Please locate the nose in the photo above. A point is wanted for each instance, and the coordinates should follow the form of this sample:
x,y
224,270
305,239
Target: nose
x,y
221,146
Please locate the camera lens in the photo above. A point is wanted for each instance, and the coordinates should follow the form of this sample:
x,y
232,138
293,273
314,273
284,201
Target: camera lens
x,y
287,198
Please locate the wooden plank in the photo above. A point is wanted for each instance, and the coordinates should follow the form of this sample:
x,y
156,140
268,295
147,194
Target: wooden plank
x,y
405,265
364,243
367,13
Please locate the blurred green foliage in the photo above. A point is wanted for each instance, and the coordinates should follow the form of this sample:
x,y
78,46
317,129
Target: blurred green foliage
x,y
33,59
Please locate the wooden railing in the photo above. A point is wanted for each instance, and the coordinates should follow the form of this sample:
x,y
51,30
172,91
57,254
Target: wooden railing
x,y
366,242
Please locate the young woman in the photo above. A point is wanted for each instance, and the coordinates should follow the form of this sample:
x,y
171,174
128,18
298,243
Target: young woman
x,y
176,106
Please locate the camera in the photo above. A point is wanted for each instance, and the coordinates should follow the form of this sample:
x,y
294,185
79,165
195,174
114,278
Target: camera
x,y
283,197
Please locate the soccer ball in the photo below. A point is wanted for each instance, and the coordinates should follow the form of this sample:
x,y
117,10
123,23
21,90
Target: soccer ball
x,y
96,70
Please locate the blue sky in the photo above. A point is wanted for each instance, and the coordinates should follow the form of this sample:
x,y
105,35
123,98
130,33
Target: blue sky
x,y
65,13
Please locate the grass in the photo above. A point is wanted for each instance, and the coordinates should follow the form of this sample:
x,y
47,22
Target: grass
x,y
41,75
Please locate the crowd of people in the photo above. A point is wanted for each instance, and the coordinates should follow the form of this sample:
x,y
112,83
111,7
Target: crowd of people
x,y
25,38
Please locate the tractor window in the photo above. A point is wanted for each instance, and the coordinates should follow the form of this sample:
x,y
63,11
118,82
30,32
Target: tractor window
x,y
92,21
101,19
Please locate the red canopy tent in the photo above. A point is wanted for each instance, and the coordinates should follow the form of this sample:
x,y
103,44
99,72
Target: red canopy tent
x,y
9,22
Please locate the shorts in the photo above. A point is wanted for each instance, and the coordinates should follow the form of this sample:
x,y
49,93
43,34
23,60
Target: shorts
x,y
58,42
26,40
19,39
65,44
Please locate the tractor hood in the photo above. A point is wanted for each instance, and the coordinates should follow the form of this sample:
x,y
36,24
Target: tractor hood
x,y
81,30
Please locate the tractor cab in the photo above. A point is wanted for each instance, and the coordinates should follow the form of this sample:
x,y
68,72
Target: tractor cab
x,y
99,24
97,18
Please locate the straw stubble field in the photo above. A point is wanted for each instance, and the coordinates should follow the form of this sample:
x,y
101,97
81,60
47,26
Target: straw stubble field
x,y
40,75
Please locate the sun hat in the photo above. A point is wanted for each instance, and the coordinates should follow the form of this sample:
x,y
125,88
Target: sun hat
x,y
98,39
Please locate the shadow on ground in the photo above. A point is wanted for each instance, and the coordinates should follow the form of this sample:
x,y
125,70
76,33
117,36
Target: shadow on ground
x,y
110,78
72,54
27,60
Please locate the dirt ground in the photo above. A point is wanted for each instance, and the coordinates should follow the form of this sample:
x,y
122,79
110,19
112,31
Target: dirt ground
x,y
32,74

*TRY IT*: Output the listing once more. Leave each word as it stands.

*WORKED SOLUTION*:
Please locate the nose in the photo above. A point is wanted for each instance, and the coordinates should follow the form of this sample:
x,y
224,270
305,239
Target: nose
x,y
221,146
Please locate the camera lens in the photo above. A point is wanted for each instance, and the coordinates should follow the form of this sample:
x,y
232,138
293,273
314,273
284,201
Target: camera lens
x,y
287,198
Please locate the wooden plank in the photo above. A point is wanted for each instance, and the coordinates should follow the form of this sample:
x,y
156,140
268,295
147,194
Target: wooden plank
x,y
405,265
364,243
367,13
Please locate the blurred green foliage in the photo above. A point is wanted for each instance, and the coordinates should follow the form of this sample:
x,y
78,46
317,129
Target: blurred green foliage
x,y
33,59
Please locate the wooden railing in the photo above. A point is wanted for each instance, and the coordinates should follow the form of this sample:
x,y
51,30
172,91
57,254
Target: wooden railing
x,y
366,242
Please locate the young woman in the photo above. A point is wanted for each instance, and the coordinates should follow the form of this sample:
x,y
171,174
128,18
298,243
Target: young woman
x,y
176,106
Please locate the camera in the photo above. A point is wanted for each instance, and the coordinates should follow the form of this sample:
x,y
294,185
79,165
195,174
114,278
Target: camera
x,y
283,197
Please locate the soccer ball in the photo below. A point is wanted for each instance, and the coordinates should follow the form of this sample:
x,y
117,10
123,23
21,90
Target: soccer ball
x,y
96,70
Please locate the blue sky in the photo above. A point is wanted for each instance, and the coordinates should follow the form of this sample:
x,y
105,35
123,98
130,33
Target: blue sky
x,y
65,13
Please locate the grass in the photo above. A point is wanted for each instance, and the coordinates should follow the form of this sample:
x,y
47,22
Target: grass
x,y
41,75
Please locate the crowd of people in the photo above. A point is wanted for each instance, and the coordinates should follow the form of this sample:
x,y
112,83
111,7
Target: crowd of people
x,y
25,38
Please locate the tractor window in the photo above. A point is wanted for each instance, and the coordinates should follow the form of this sample:
x,y
63,11
118,82
30,32
Target: tractor window
x,y
92,21
101,19
Please locate the red canopy tent in the photo above. A point is wanted for each instance, and the coordinates should follow the form of this sample:
x,y
103,44
99,72
Target: red canopy tent
x,y
9,22
Please locate the shorts in the photo above. A point is wanted for each instance, and the coordinates should follow the form of this sample:
x,y
49,93
43,34
23,60
Target: shorts
x,y
58,42
26,40
19,39
65,44
Please locate the tractor hood in the photo above. A point is wanted for each instance, and the coordinates should follow the form of this sample:
x,y
36,24
Target: tractor hood
x,y
81,30
Please locate the tractor cab in the photo above. A point is wanted for each instance, and the coordinates should follow the form of this sample:
x,y
68,72
Target: tractor cab
x,y
99,24
97,18
Please locate the straw stubble field in the photo above. A point is wanted for each instance, and the coordinates should follow the form of this sample:
x,y
101,97
81,60
47,26
Target: straw stubble field
x,y
40,75
Please locate the sun hat in the photo above. A point is wanted for each instance, and the coordinates should follow the form of this sample:
x,y
125,88
Target: sun hat
x,y
98,39
Please locate the shadow on ground in the photo above. A point is wanted for each instance, and the coordinates should follow the form of this sample:
x,y
125,70
76,33
117,36
Target: shadow on ground
x,y
110,78
72,54
27,60
Please locate the dirt ground in the photo above. A point is wanted for each instance, and the coordinates should follow the form of this sample:
x,y
122,79
110,19
112,31
Target: dirt ground
x,y
32,74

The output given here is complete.